EXERCISES TO COMPLETE –
1. Reproduce the stretch of the rehearsal blog post from "Today I had" through "had reached resolution.".
2. Pick up the rehearsal blog post after its last sentence and keep writing it.

SUPPLIED PASSAGE Block Start

First time here? See the original post for the run down.

Thursday, March 3, 2011

day 57: musicianship, connectedness and making the rump jump

Today I had a rehearsal with metheus Bound (for late comers, that's my personal project wherein I write/sing/play guitar), which is always a soothing experience. It's the one environment where I never really feel out of place. I know what I want, I usually know how to articulate it and making the music take shape is one of my great loves. Today we spent about thirty minutes just picking apart one verse, trying to figure out how to make the voice sit in the mix of what was happening. Sometimes in these situations you instantly know what needs to happen - a guitar dropping out, a bass line simplifying, a snare hit changed to a cross-stick - but in this case, as in many, the problem I was hearing was elusive. We were sharing the experience, as in, others agreed there was something not sitting right, but the problem I heard persisted even when the others felt we had reached resolution.

SUPPLIED PASSAGE Block End
DATA SECTION Block Start

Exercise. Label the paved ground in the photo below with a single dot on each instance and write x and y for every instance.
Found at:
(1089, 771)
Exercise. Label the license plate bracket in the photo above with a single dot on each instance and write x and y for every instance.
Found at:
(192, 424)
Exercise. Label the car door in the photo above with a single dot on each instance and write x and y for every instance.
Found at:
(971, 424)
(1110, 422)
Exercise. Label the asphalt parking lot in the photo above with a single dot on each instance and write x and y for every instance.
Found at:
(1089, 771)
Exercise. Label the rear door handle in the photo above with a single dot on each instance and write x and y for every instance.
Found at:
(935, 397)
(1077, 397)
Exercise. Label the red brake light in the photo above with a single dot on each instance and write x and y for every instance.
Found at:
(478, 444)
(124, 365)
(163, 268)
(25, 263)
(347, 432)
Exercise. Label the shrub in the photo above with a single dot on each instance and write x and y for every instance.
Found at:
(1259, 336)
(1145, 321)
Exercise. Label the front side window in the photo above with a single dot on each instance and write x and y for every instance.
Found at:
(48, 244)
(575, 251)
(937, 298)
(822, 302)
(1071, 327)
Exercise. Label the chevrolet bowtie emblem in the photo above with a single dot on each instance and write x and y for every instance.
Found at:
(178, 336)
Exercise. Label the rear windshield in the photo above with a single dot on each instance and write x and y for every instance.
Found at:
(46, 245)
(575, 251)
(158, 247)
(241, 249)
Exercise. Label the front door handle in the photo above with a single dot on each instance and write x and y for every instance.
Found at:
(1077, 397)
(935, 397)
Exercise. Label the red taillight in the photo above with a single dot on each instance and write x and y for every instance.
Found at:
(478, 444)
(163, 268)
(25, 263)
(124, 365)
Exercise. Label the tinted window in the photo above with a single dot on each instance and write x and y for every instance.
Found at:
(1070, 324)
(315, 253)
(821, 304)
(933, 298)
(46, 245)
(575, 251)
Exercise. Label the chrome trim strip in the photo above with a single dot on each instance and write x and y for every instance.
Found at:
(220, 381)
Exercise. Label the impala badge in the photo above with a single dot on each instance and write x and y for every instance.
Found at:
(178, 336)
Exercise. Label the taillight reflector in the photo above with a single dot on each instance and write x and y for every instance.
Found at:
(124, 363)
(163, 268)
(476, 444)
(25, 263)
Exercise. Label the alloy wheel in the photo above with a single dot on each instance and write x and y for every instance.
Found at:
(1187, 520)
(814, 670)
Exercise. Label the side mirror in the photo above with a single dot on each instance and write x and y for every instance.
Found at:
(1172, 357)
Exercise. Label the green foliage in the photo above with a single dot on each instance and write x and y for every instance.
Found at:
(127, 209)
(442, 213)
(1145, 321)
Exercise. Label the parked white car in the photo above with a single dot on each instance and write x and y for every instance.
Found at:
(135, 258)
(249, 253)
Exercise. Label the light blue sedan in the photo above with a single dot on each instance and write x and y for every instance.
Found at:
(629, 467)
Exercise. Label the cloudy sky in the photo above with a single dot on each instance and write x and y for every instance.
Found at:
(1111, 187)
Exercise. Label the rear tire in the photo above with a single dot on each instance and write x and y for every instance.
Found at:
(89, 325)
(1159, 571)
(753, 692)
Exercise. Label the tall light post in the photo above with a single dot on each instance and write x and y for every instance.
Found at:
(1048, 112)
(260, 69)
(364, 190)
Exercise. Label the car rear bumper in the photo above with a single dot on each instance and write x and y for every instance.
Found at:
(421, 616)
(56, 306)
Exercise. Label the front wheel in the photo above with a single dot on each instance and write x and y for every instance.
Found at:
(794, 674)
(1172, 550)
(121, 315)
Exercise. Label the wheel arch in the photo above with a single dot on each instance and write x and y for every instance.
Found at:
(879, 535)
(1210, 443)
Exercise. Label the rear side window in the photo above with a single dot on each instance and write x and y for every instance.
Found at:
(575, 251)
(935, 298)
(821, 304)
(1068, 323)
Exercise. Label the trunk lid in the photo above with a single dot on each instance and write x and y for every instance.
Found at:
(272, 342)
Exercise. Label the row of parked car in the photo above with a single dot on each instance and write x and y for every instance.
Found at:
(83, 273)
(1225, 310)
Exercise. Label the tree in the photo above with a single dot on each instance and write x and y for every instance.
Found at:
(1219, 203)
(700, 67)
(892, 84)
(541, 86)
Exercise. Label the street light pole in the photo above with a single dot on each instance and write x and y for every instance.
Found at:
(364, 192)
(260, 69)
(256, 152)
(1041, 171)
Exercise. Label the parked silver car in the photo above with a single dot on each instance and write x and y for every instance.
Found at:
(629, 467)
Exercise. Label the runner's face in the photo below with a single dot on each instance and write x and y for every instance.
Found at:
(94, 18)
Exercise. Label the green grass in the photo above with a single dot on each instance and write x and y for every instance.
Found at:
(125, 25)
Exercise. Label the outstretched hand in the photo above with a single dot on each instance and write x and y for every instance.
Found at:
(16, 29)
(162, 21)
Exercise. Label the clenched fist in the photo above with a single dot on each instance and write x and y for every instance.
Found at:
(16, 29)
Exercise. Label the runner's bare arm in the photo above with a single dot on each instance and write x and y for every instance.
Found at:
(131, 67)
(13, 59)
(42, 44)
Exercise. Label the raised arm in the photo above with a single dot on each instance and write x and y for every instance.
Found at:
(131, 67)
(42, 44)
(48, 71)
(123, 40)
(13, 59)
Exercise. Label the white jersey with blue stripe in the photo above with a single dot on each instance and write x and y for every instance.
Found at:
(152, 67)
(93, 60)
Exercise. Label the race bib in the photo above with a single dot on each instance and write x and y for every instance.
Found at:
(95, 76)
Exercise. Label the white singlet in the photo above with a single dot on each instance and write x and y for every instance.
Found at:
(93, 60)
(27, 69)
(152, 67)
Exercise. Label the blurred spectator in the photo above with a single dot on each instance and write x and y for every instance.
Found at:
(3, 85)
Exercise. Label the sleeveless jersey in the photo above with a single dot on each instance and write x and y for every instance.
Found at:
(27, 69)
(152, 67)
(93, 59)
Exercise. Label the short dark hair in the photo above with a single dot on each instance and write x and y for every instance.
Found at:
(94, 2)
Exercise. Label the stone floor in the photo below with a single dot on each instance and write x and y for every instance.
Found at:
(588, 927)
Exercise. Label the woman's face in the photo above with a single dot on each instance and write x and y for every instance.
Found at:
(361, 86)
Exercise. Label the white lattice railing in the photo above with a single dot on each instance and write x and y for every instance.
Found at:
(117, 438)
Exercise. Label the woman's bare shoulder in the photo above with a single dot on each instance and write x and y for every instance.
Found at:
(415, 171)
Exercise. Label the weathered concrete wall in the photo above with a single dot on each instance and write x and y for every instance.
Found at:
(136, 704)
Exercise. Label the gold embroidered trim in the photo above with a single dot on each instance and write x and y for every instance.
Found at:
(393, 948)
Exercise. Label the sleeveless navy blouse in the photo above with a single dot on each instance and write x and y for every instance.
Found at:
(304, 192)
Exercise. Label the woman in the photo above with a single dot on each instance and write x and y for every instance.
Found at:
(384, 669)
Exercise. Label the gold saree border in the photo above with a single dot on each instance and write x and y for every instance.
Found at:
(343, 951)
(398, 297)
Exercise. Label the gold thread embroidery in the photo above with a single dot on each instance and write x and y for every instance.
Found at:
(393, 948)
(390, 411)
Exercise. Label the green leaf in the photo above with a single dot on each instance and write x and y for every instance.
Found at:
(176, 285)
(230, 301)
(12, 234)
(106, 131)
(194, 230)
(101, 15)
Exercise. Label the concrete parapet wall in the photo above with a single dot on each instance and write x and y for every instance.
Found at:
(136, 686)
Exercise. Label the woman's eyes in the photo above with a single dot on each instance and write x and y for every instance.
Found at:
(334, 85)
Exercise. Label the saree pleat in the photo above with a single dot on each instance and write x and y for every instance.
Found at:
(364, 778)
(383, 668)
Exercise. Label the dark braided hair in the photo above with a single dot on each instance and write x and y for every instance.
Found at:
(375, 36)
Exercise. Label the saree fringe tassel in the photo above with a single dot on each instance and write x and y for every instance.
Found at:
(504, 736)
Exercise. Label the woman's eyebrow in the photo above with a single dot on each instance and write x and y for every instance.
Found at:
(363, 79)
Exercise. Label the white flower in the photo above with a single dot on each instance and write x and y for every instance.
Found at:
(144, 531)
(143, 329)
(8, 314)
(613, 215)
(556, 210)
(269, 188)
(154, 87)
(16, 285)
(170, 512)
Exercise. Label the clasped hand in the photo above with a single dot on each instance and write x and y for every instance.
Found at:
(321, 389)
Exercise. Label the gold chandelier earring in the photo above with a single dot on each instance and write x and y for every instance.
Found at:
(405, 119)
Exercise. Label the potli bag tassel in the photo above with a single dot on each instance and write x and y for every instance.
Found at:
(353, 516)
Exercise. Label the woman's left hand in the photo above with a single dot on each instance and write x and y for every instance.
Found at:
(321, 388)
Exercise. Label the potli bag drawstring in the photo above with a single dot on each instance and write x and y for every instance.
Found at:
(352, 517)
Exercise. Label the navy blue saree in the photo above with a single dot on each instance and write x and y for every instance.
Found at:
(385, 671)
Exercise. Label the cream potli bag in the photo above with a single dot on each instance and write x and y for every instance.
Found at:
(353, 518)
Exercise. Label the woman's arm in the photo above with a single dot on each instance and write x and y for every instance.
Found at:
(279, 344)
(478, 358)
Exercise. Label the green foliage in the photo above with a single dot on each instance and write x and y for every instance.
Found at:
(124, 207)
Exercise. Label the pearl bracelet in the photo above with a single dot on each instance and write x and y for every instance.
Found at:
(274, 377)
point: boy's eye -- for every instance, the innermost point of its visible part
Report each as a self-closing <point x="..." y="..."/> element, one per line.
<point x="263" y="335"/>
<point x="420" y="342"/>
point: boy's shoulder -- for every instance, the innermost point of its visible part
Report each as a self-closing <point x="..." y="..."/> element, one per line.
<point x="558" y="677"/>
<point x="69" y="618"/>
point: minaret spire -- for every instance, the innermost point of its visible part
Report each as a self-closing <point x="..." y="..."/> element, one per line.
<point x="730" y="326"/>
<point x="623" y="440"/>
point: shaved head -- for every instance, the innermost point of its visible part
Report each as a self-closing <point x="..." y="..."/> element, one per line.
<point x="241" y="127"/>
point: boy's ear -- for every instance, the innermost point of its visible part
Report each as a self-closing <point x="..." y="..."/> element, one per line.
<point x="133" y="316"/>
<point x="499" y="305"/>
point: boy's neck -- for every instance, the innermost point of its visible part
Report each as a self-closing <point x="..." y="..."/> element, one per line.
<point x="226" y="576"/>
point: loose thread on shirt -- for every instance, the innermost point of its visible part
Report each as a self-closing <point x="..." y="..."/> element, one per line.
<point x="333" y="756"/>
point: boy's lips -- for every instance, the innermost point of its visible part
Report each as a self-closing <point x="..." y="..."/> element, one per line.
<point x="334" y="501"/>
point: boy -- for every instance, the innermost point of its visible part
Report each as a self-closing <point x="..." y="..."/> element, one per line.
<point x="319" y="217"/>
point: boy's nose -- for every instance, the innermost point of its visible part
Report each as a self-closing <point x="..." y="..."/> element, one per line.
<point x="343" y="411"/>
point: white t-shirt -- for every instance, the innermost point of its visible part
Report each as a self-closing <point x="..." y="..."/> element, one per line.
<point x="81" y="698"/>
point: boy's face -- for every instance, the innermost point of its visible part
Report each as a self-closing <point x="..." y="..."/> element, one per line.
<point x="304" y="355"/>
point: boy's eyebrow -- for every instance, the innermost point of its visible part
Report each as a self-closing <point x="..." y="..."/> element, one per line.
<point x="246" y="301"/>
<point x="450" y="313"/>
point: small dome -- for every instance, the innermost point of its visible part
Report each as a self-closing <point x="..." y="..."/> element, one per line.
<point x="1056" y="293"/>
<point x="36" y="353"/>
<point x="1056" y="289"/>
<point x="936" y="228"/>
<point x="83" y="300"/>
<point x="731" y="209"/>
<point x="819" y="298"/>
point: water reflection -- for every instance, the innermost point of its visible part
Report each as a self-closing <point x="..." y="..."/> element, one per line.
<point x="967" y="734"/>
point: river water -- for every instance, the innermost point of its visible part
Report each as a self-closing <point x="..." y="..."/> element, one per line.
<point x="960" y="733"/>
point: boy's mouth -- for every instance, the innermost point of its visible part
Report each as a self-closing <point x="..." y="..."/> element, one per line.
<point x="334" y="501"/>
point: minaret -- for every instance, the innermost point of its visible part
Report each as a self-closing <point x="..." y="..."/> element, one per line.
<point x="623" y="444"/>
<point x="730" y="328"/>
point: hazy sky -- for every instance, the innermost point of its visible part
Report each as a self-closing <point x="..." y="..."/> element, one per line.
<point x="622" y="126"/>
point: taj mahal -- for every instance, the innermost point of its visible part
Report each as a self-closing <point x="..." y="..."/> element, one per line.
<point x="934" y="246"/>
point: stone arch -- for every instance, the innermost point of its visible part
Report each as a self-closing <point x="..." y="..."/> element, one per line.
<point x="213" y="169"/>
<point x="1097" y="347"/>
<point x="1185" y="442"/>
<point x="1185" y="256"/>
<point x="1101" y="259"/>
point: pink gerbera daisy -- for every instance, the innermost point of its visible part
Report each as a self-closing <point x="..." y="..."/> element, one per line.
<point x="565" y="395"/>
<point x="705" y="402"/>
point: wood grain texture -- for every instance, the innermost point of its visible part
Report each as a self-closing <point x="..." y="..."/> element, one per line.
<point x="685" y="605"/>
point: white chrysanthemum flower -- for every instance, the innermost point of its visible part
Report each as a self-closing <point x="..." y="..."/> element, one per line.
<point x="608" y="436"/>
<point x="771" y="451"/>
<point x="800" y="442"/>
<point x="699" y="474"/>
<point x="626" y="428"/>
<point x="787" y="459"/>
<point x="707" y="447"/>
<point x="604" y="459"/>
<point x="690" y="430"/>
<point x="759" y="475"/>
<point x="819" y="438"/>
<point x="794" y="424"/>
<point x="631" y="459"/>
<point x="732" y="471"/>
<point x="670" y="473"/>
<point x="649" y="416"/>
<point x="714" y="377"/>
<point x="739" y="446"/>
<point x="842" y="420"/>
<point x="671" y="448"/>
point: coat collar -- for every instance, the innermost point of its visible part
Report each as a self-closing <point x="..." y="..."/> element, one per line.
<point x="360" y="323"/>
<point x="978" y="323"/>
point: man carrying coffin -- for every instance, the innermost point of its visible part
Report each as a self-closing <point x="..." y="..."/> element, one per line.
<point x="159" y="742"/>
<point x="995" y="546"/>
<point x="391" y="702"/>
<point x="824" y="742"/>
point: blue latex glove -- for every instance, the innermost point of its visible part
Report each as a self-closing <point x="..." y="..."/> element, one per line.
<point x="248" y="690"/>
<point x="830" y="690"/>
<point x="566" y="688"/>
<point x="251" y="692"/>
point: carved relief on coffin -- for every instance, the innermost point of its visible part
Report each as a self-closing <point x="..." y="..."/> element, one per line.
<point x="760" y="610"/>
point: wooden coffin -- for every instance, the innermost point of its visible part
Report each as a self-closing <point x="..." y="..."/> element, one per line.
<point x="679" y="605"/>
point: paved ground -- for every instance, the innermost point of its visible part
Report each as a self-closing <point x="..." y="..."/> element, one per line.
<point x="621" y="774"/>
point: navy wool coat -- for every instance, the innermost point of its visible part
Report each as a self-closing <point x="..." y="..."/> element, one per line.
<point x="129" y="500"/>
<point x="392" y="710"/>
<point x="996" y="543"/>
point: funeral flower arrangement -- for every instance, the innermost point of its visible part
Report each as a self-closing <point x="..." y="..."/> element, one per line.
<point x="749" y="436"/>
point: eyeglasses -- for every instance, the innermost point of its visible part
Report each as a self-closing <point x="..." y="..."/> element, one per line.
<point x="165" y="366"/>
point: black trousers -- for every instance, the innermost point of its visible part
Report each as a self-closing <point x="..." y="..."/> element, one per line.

DATA SECTION Block End

ANSWERS PROVIDED –
1.
Today I had a rehearsal with metheus Bound (for late comers, that's my personal project wherein I write/sing/play guitar), which is always a soothing experience. It's the one environment where I never really feel out of place. I know what I want, I usually know how to articulate it and making the music take shape is one of my great loves. Today we spent about thirty minutes just picking apart one verse, trying to figure out how to make the voice sit in the mix of what was happening. Sometimes in these situations you instantly know what needs to happen - a guitar dropping out, a bass line simplifying, a snare hit changed to a cross-stick - but in this case, as in many, the problem I was hearing was elusive. We were sharing the experience, as in, others agreed there was something not sitting right, but the problem I heard persisted even when the others felt we had reached resolution.

2.
   Even though these moments represent little bubbles of tension in the rehearsal, these are the moments I rehearse for. The moment where you can reach into that musical intuition and dredge up the elegant solution to a problem only you hear. It's incredibly satisfying when you finally find that one part that needed to alter, the change that leaps you toward an almost perfect accord. Today it was a matter of linking the drum part more finitely to the vocal rhythms and when you find solutions like this, you feel the whole band breathe that collective sigh of relief that tells you you've hit the root of the problem. That's the meat and potatoes to me.

   I also got to hear moments today that also bring a lot of excitement to the rehearsal process. Moments where you feel the band start to actually sound and play like a band. One of the reasons I'm not a fan of 'pickup' gigs (gigs where there is no regular band and you rarely get a chance to rehearse) is that whole uncertainty of the chemistry between you and the other players. Even amongst the most skilled, rehearsal is required to learn the personality of the people you're sharing the stage with. You may successfully pull off the show and the audience may seem none the wiser (although I think musicians in this scene underestimate their audiences in this respect) but you will almost always lack that focussed energy that can only come from knowing your fellow musicians and having absolute faith in where they'll be when beat one rears it's head.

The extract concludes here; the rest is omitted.